WRITTEN TASKS |
1. In the address poisoning article, rewrite the paragraph beginning "Attackers use a 'vanity' address generator" as a short bulleted list that keeps its main facts.
2. Decide whether each statement agrees with the address poisoning article. Answer yes or no for each and quote the article's deciding words.
(a) Attackers send tiny amounts of USDC or USDT to the victim's address from the spoofed address.
(b) Block explorers are the only interfaces attackers use to deceive users.
(c) The objective of address poisoning attackers has changed over time.
3. Pick up the address poisoning article after its last line and continue it.

PASSAGE SHOWN |
┌──
Table of Contents:
- What is Address Poisoning
- How address poisoning works
- What you can do to protect yourself
- Conclusion
- Further reading
What is Address Poisoning
Address poisoning involves the attacker creating deceptive transactions in the victim's address transaction history, tricking victims into sending funds to the attacker's address.
The tactics employed by address poisoning attackers have evolved over time, yet their objective remains the same: deceiving users into copying the attacker's address when sending onchain transactions.
In this article, we will go through:
How Does Address Poisoning Work?
To increase the likelihood of users copying the wrong transfer address, attackers deploy a combination of spoofing methods in their address poisoning schemes:
Token spoofing
Attackers deploy token contracts with the name and symbol resembling those of well-known or familiar tokens. The aim is to trick victims into believing these tokens are legitimate.
Block explorers are not the only interfaces attackers use to deceive unsuspecting users.
When other dApp frontend interfaces aggregate all transactions in one tab, anyone can create a fake "ETH" token and disguise it as a genuine ETH transaction:
The solution? Inspect the transaction and compare it with several other sources to ensure its legitimacy.
Address spoofing
Attackers use a 'vanity' address generator to create an address that closely resembles a target address's first and last few characters. When truncated in the middle, it appears exactly the same as the target address, thereby fooling unsuspecting victims.
Attackers can then use the spoofed address to send tiny amounts of legitimate tokens like USDC or USDT to the victim's address, hoping that the victim will copy the spoofed address and unknowingly send their funds to the attacker the next transaction. Read more here.
Below is an example of a victim who mistakenly transferred $20m to the spoofed address. Please note the striking similarity in the first and last few characters:
Event spoofing
Attackers take advantage on the implementation of the ERC-20 token standard. The transferfrom()
function enables another address to transfer tokens on behalf of the function caller and subsequently emit the Transfer
event.
These spoofed Transfer
events can either mislead users into thinking:
- A popular figure is transferring a particular token, or
- An entity is airdropping tokens to users.
└──
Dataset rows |
┌──
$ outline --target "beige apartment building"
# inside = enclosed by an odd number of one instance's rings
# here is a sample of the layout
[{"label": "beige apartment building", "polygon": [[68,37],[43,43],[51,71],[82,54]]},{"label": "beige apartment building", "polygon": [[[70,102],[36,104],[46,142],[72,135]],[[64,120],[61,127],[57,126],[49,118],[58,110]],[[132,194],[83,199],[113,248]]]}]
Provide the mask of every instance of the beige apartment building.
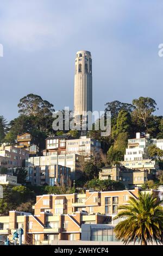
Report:
[{"label": "beige apartment building", "polygon": [[26,167],[27,175],[26,182],[32,185],[49,186],[63,185],[67,186],[71,184],[70,168],[59,164],[49,166],[31,166]]},{"label": "beige apartment building", "polygon": [[21,184],[17,183],[17,177],[16,176],[0,174],[0,185],[6,185],[11,186],[20,186]]},{"label": "beige apartment building", "polygon": [[[18,228],[24,230],[23,242],[51,244],[53,240],[81,239],[82,225],[116,224],[113,218],[118,206],[128,204],[129,197],[137,198],[139,188],[120,191],[89,191],[85,193],[45,194],[36,197],[34,214],[10,211],[0,216],[0,240],[11,240]],[[156,195],[159,191],[150,191]]]},{"label": "beige apartment building", "polygon": [[27,167],[42,167],[58,164],[71,169],[72,179],[77,179],[81,175],[82,156],[76,154],[50,155],[29,157],[26,163]]},{"label": "beige apartment building", "polygon": [[153,180],[156,176],[155,169],[130,169],[121,164],[115,164],[112,166],[105,166],[102,168],[99,173],[100,180],[110,179],[116,181],[120,181],[130,188],[136,186],[142,186],[147,183],[148,180]]},{"label": "beige apartment building", "polygon": [[0,147],[0,168],[1,166],[6,168],[25,166],[28,156],[29,153],[24,149],[3,144]]},{"label": "beige apartment building", "polygon": [[77,154],[85,156],[93,156],[101,150],[98,141],[81,136],[79,139],[67,139],[66,141],[66,153]]}]

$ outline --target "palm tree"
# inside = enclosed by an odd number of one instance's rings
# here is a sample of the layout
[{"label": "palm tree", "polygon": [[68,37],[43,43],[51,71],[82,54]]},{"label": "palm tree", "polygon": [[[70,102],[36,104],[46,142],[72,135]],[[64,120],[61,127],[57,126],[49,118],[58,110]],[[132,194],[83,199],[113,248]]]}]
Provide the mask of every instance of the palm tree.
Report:
[{"label": "palm tree", "polygon": [[150,193],[139,192],[138,199],[130,197],[128,205],[120,205],[122,210],[115,217],[120,222],[114,231],[116,238],[125,245],[136,241],[141,245],[147,242],[163,243],[163,209]]}]

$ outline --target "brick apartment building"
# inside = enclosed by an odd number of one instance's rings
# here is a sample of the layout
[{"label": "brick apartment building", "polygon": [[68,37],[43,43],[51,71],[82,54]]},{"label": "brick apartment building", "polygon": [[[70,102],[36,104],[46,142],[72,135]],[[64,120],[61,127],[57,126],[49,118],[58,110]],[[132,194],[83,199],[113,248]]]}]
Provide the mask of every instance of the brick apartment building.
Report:
[{"label": "brick apartment building", "polygon": [[[51,244],[53,240],[81,239],[82,225],[115,225],[113,217],[118,206],[128,204],[129,197],[137,198],[139,188],[120,191],[90,192],[84,194],[46,194],[36,197],[34,214],[10,211],[0,216],[0,240],[12,239],[18,228],[24,230],[23,242]],[[159,191],[150,191],[157,195]],[[108,225],[110,224],[110,225]]]}]

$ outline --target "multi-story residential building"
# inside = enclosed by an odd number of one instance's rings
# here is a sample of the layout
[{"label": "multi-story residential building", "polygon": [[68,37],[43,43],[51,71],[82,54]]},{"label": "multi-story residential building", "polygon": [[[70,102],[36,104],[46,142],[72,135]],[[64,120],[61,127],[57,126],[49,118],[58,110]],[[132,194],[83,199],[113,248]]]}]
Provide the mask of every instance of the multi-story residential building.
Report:
[{"label": "multi-story residential building", "polygon": [[71,184],[71,169],[58,164],[27,167],[26,182],[32,185]]},{"label": "multi-story residential building", "polygon": [[111,167],[105,166],[102,168],[99,174],[100,180],[110,179],[120,181],[130,188],[142,186],[148,180],[154,179],[156,176],[155,170],[146,169],[140,170],[129,169],[121,164],[115,164]]},{"label": "multi-story residential building", "polygon": [[2,167],[9,168],[24,166],[28,156],[28,152],[24,149],[4,144],[0,147],[0,157],[3,157],[2,161],[1,161],[2,162]]},{"label": "multi-story residential building", "polygon": [[79,139],[67,139],[66,154],[78,154],[86,156],[93,156],[101,150],[101,143],[96,139],[82,136]]},{"label": "multi-story residential building", "polygon": [[39,147],[33,143],[33,138],[28,132],[24,132],[17,136],[17,147],[26,149],[29,156],[37,156],[39,152]]},{"label": "multi-story residential building", "polygon": [[66,154],[66,141],[71,136],[65,134],[60,136],[49,135],[46,139],[46,149],[43,150],[45,156]]},{"label": "multi-story residential building", "polygon": [[121,162],[121,164],[126,168],[140,170],[147,170],[149,173],[151,171],[153,174],[156,174],[159,169],[159,166],[155,160],[152,159],[146,159],[140,161],[124,161]]},{"label": "multi-story residential building", "polygon": [[17,176],[8,174],[0,175],[0,185],[9,186],[20,186],[21,184],[17,182]]},{"label": "multi-story residential building", "polygon": [[32,136],[28,132],[24,132],[17,136],[17,147],[20,148],[28,148],[32,144]]},{"label": "multi-story residential building", "polygon": [[81,175],[81,156],[76,154],[49,155],[47,156],[29,157],[26,167],[45,166],[59,164],[70,168],[71,179],[76,179]]},{"label": "multi-story residential building", "polygon": [[[137,199],[139,191],[139,188],[135,188],[120,191],[86,191],[84,194],[39,196],[36,197],[34,215],[11,211],[9,216],[0,216],[0,236],[3,235],[4,239],[9,236],[12,239],[15,230],[21,227],[24,230],[24,243],[47,245],[53,240],[80,240],[82,224],[110,224],[114,227],[117,223],[113,218],[118,212],[118,205],[128,204],[129,197]],[[154,196],[158,196],[159,192],[148,191]],[[108,241],[111,235],[108,232],[104,238]],[[96,240],[95,236],[97,237],[95,232],[91,239]]]},{"label": "multi-story residential building", "polygon": [[82,136],[79,139],[73,139],[71,135],[60,136],[51,135],[46,139],[46,149],[43,155],[77,154],[85,156],[94,155],[101,151],[101,143],[98,141]]},{"label": "multi-story residential building", "polygon": [[163,139],[153,139],[152,141],[157,148],[163,150]]},{"label": "multi-story residential building", "polygon": [[126,150],[124,161],[137,161],[150,158],[148,154],[148,147],[151,144],[149,135],[141,136],[136,133],[136,138],[128,141],[128,148]]}]

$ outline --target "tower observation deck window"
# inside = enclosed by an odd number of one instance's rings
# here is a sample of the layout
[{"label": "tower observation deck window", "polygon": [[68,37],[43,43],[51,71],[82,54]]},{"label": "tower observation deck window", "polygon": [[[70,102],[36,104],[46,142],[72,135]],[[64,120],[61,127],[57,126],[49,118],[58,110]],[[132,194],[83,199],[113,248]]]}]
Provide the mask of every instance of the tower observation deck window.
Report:
[{"label": "tower observation deck window", "polygon": [[87,63],[85,63],[85,72],[86,73],[87,73],[87,71],[88,71],[88,69],[87,69]]},{"label": "tower observation deck window", "polygon": [[82,64],[79,65],[78,72],[79,72],[79,73],[80,73],[82,72]]}]

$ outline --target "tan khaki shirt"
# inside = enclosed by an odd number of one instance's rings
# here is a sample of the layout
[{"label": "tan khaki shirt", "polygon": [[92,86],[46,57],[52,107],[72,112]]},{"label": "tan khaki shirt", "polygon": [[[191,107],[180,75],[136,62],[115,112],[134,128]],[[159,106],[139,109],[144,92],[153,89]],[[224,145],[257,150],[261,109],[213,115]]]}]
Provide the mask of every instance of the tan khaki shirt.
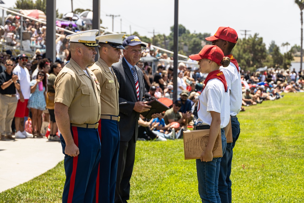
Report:
[{"label": "tan khaki shirt", "polygon": [[110,71],[104,61],[99,58],[90,68],[100,83],[102,115],[118,116],[119,113],[118,90],[119,84],[113,69]]},{"label": "tan khaki shirt", "polygon": [[94,73],[86,71],[90,77],[71,58],[55,80],[55,102],[69,107],[72,123],[94,124],[100,118],[100,88]]}]

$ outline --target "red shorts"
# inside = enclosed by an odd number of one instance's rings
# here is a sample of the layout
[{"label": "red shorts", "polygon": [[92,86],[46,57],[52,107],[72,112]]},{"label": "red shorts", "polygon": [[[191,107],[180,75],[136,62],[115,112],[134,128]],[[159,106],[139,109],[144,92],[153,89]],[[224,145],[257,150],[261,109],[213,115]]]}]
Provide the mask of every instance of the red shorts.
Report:
[{"label": "red shorts", "polygon": [[20,100],[18,100],[17,108],[15,112],[15,117],[23,118],[29,116],[29,109],[27,108],[27,102],[29,100],[24,100],[24,102],[21,102]]}]

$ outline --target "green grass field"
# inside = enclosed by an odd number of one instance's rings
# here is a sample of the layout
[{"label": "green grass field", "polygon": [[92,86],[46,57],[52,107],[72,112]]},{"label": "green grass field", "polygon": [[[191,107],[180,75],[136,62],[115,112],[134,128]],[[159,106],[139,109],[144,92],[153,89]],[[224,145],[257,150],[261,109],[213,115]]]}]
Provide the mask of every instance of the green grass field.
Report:
[{"label": "green grass field", "polygon": [[[233,150],[233,202],[304,202],[304,93],[246,107]],[[0,193],[0,202],[60,202],[63,162]],[[138,141],[130,203],[201,202],[194,160],[182,140]]]}]

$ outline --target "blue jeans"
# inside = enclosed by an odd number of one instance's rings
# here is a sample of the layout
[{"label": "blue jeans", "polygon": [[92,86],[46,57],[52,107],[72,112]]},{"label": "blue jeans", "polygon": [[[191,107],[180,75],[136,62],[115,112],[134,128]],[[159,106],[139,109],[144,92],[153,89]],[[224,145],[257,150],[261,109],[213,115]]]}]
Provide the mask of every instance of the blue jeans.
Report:
[{"label": "blue jeans", "polygon": [[231,165],[233,154],[233,149],[239,138],[240,129],[237,118],[231,118],[233,142],[227,143],[225,154],[222,158],[219,177],[219,193],[222,203],[231,203],[231,182],[230,180]]},{"label": "blue jeans", "polygon": [[[224,129],[221,129],[223,154],[226,149],[226,137]],[[218,191],[220,163],[222,157],[213,158],[206,162],[196,159],[196,172],[199,182],[199,193],[202,202],[221,203]]]}]

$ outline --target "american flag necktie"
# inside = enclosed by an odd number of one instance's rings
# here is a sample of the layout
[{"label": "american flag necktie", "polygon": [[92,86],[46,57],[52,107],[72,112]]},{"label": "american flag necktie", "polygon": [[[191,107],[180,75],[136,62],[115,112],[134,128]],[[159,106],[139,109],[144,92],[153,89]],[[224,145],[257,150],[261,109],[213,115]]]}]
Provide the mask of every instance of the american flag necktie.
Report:
[{"label": "american flag necktie", "polygon": [[137,77],[137,73],[135,66],[132,67],[132,71],[133,71],[133,79],[135,83],[135,86],[136,88],[136,93],[137,94],[137,100],[139,100],[139,84],[138,83],[138,79]]}]

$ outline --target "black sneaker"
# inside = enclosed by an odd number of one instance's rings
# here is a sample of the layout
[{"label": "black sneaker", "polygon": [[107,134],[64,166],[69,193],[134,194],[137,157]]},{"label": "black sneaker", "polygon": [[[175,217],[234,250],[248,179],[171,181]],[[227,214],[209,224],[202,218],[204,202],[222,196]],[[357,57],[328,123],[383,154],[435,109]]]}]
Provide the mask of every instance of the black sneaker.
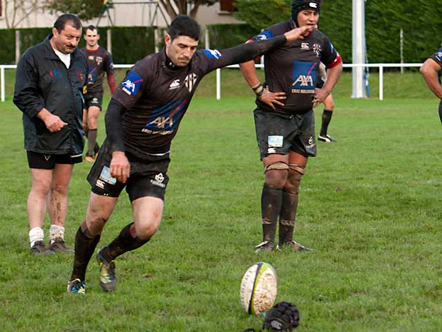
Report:
[{"label": "black sneaker", "polygon": [[334,138],[332,138],[332,136],[330,136],[329,135],[327,135],[327,134],[319,135],[318,136],[318,139],[319,140],[322,140],[323,142],[325,142],[327,143],[331,143],[332,142],[337,142],[336,140],[335,140]]},{"label": "black sneaker", "polygon": [[30,248],[30,252],[34,255],[54,255],[54,252],[50,249],[48,249],[44,245],[43,241],[36,241]]},{"label": "black sneaker", "polygon": [[68,293],[86,295],[86,282],[77,278],[68,282]]},{"label": "black sneaker", "polygon": [[291,242],[286,242],[285,243],[282,244],[278,244],[278,246],[276,246],[276,249],[278,249],[278,250],[282,250],[285,247],[289,247],[291,249],[296,251],[305,251],[306,252],[308,252],[309,251],[313,251],[313,249],[307,248],[306,246],[302,246],[302,244],[300,244],[294,241],[291,241]]},{"label": "black sneaker", "polygon": [[65,252],[67,254],[73,254],[75,251],[66,247],[66,243],[61,237],[56,237],[54,241],[49,246],[49,250],[55,252]]},{"label": "black sneaker", "polygon": [[269,241],[265,241],[261,242],[258,246],[255,246],[255,253],[258,254],[260,252],[272,252],[273,251],[273,243]]},{"label": "black sneaker", "polygon": [[102,255],[102,248],[97,252],[97,261],[99,266],[99,286],[105,292],[112,292],[117,287],[117,277],[115,277],[115,264],[113,261],[108,261]]}]

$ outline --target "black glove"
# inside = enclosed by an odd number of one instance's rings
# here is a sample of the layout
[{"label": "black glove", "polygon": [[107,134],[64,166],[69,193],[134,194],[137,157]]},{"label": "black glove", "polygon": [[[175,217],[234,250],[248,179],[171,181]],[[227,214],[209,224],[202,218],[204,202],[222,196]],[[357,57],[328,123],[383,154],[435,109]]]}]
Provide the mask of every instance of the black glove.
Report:
[{"label": "black glove", "polygon": [[299,325],[299,311],[293,303],[282,302],[275,304],[267,313],[262,329],[293,331]]}]

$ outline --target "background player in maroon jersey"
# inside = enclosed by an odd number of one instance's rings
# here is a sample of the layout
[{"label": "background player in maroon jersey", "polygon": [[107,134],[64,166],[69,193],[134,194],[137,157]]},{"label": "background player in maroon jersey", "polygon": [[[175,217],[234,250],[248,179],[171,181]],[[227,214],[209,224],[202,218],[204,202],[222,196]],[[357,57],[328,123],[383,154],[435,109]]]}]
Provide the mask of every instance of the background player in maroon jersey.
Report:
[{"label": "background player in maroon jersey", "polygon": [[170,146],[202,77],[224,66],[244,62],[311,30],[291,29],[275,38],[227,50],[198,50],[200,27],[186,16],[175,17],[164,37],[166,47],[148,55],[128,71],[117,88],[106,113],[107,137],[88,180],[92,192],[86,219],[75,237],[74,266],[68,292],[84,293],[88,263],[104,223],[126,187],[133,222],[97,252],[100,285],[115,288],[113,260],[136,249],[160,227]]},{"label": "background player in maroon jersey", "polygon": [[[249,42],[274,38],[294,27],[315,28],[319,10],[318,0],[294,0],[291,19],[268,28]],[[320,62],[329,68],[329,75],[324,86],[315,91]],[[293,239],[298,190],[308,157],[316,154],[312,107],[323,102],[338,82],[340,56],[327,36],[313,30],[302,40],[265,53],[265,84],[260,82],[253,61],[240,67],[257,97],[255,124],[265,174],[262,242],[256,252],[273,251],[278,219],[278,248],[309,251]]]},{"label": "background player in maroon jersey", "polygon": [[99,33],[94,26],[86,28],[83,36],[86,46],[81,48],[89,66],[88,91],[84,96],[83,129],[88,138],[88,151],[85,159],[93,162],[99,149],[97,144],[97,120],[103,102],[103,78],[106,73],[110,93],[115,90],[115,77],[110,53],[98,44]]}]

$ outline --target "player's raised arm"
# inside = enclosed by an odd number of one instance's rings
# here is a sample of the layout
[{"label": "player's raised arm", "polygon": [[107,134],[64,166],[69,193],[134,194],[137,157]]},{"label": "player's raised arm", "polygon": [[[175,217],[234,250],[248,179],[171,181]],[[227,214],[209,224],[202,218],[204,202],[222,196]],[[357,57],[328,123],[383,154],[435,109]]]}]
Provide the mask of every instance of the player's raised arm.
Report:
└──
ANSWERS |
1.
- Attackers use a 'vanity' address generator.
- The generated address closely resembles the first and last few characters of a target address.
- When truncated in the middle, it looks exactly like the target address.
- This fools unsuspecting victims.

2.
(a) Yes: "send tiny amounts of legitimate tokens like USDC or USDT to the victim's address"
(b) No: "Block explorers are not the only interfaces attackers use to deceive unsuspecting users."
(c) No: "yet their objective remains the same"

3.
Attackers take advantage on the design of ERC-20 token standard to carry out address poisoning attacks in 2 ways:
-
Zero-value token transfers (Spoofed event + address)
For transfers involving legitimate tokens like USDC/USDT/DAI, attackers would initiate a transferFrom
function sending 0 value tokens. Every address is default to 0 value approval, so the Transfer
event is emitted.
They then combine this with address spoofing to increase the likelihood of a victim copying the wrong transfer address and sending money to the attacker.
Notice how the spoofed address looks almost exactly the same as the target address:
-
Spoofed token-transfers (Spoofed event + address + token)
The goal is to mimic the target token transfer event as closely as possible, so the victim would mistakenly copy the spoofed address and send money to the attackers.
Attackers deploy spoofed token to USDC/USDT/DAI, initiates a transferFrom
function from or to the spoofed address, with token value matching the target transfer event's.
Notice how you wouldn't be able to tell these 2 events apart if Etherscan displays the spoofed USDC the same way as the legit one:
Attackers constantly monitor the chain for frequent or huge token transfers (usually stablecoins) and immediately create spoofed events to pollute an address' token transfer history.
Notice how the spoofed events are created as soon as 1 minute after the target token transfer:
Address poisoning takes place on many different Web3 interfaces, not limited to Etherscan. See how a spoofed token transfer event displayed from a wallet interface can cause the victim to copy the wrong receiver address, costing them ~$1.45M:
Attackers routinely employ contract functions with unique method IDs to carry out bulk event spoofing. These functions are difficult to trace, given that the associated contracts remain unverified.
What you can do to protect yourself
To combat Token Spoofing:
- Note that any ERC-20 token that hasn't been verified by Etherscan may not have its logo displayed correctly, please be cautious when interacting with them
- Compare a token with various sources, and if you find them suspicious, do not interact with these tokens. Hide them with Token Ignore List
To combat Address Spoofing:
- Use a wallet's contact list or whitelist address feature
- Naming your address with human-readable domain names (Note: domain names may also be spoofed, read more here)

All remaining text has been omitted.